Copy out, word for word, the part of the listing that starts with the line containing "the man's hand" and ends with the line containing "295 160 308 174", both of those lines included.

Begin Supplied material

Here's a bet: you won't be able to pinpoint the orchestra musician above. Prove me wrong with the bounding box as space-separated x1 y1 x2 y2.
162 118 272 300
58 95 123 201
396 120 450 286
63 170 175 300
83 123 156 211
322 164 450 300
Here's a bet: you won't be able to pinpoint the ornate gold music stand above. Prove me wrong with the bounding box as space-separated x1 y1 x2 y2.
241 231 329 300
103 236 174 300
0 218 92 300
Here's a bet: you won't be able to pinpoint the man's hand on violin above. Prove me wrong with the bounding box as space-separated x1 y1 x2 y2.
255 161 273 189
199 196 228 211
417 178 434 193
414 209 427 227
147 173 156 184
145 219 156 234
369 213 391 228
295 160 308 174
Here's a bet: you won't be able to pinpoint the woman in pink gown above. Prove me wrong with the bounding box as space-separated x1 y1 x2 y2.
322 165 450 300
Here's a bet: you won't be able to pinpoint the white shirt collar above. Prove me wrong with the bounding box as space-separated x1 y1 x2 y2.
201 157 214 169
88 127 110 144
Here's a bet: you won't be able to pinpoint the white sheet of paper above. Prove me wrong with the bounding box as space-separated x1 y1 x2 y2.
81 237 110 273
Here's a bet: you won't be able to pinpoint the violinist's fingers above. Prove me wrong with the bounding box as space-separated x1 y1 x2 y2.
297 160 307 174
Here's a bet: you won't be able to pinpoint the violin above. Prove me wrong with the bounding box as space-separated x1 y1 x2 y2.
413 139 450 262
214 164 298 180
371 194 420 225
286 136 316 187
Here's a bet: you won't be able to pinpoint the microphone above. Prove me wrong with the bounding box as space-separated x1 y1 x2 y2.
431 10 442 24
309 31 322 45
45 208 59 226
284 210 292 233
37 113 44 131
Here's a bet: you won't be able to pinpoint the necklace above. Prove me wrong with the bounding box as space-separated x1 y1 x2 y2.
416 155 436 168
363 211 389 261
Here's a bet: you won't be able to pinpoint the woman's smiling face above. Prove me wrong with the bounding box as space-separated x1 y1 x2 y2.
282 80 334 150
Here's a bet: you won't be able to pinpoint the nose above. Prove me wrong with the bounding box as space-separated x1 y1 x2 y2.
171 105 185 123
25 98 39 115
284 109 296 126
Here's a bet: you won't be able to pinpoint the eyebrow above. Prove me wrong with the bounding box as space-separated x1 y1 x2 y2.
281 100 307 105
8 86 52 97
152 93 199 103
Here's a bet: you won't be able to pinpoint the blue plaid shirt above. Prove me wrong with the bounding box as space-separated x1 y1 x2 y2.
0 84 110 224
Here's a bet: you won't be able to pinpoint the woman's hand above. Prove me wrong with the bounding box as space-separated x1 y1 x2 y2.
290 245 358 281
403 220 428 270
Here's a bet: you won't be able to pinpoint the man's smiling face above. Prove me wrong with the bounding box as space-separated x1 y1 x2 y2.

End Supplied material

[Reply to the task]
Here's a bet: you won't be able to pinpoint the man's hand on violin above. Prove me wrong with the bounding box as space-separated x1 y1 x2 y2.
255 161 273 189
199 196 228 211
417 178 434 193
414 209 427 227
147 173 156 184
145 219 156 234
369 213 391 228
295 160 308 174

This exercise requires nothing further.